● WORK INSTRUCTIONS:
1. Retype the passage of the event sourcing discussion starting at "Found it to" and ending at "theses days. YMMV.".
2. List every abbreviation that appears in the event sourcing discussion.
3. Continue the event sourcing discussion from the point where it stops.

I became disillusioned with doing the naive solution, for two reasons:

Found it to be impossible (from a time/project mgmt perspective) to ever replace it with the "non-naive" one, so it turns into the usual mess because CRUD doesn't work well as you load more functionality on it over time.

Secondly ... it's thinking machines. From a business perspective, does it still make sense to hand code glorified rolodexes without behaviour? Maybe Excel does the trick. Seeing it as a red flag if someone asks me to build dumb data entry forms in 2016.

Therefore, I always start eventsourced theses days. YMMV.

1 comments

This seems solid advice. I guess my main questions are:

* If you are in-memory and in-process, why bother with the events in the first place? (Simpler put, why not go with the simpler process based solutions?)

* If you are not testing distributed, how do you know you will be able to distribute?

In particular, there is a very large chance that you will have the same difficulty in replacing an in-memory/process solution that you would have had with a naive one.

● MATERIAL PROVIDED:
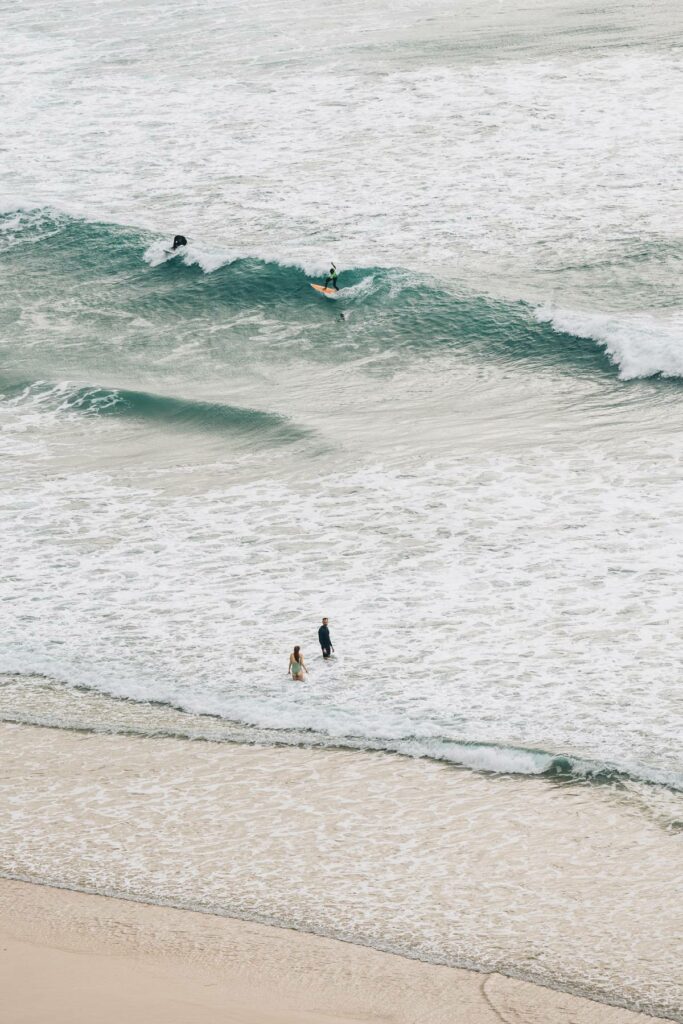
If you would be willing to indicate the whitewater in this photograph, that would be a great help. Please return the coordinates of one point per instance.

● ANSWERS BY TASK:
1.
Found it to be impossible (from a time/project mgmt perspective) to ever replace it with the "non-naive" one, so it turns into the usual mess because CRUD doesn't work well as you load more functionality on it over time.

Secondly ... it's thinking machines. From a business perspective, does it still make sense to hand code glorified rolodexes without behaviour? Maybe Excel does the trick. Seeing it as a red flag if someone asks me to build dumb data entry forms in 2016.

Therefore, I always start eventsourced theses days. YMMV.

2.
- mgmt
- CRUD
- YMMV

3.
And don't underestimate the amount of manpower you can get with success. Nor the amount of features that will not help get success.

I don't really do eventsourcing for technical reasons. To me it's about creating an environment for project delivery where teams can succeed because they own more of their stack, from an org chart & organizational perspective.

As far as code is concerned, I see that as coming down to managing coupling & cohesion in such a way that the various pieces can be designed, built, supported, deployed and enhanced by the same team, with minimal need to wait for, coordinate with or be on the same page with any other team.

I think event sourcing & CQRS are great for enabling that because they result in the lowest form of coupling: Commands are fire and forget. You don't care who subscribes to your events. You don't care who publishes events you subscribe to. You never query anything you don't own in order to get information you need for your business logic. While the system is still small, we seem to get these advantages just fine when we do in-memory and in-process. Once package management, performance, units of deployment, etc. become an issue, we build out to add infrastructure, as needed. Because the pieces are pretty standalone within the code, it's not all that complicated to do, compared to "traditional" CRUD systems.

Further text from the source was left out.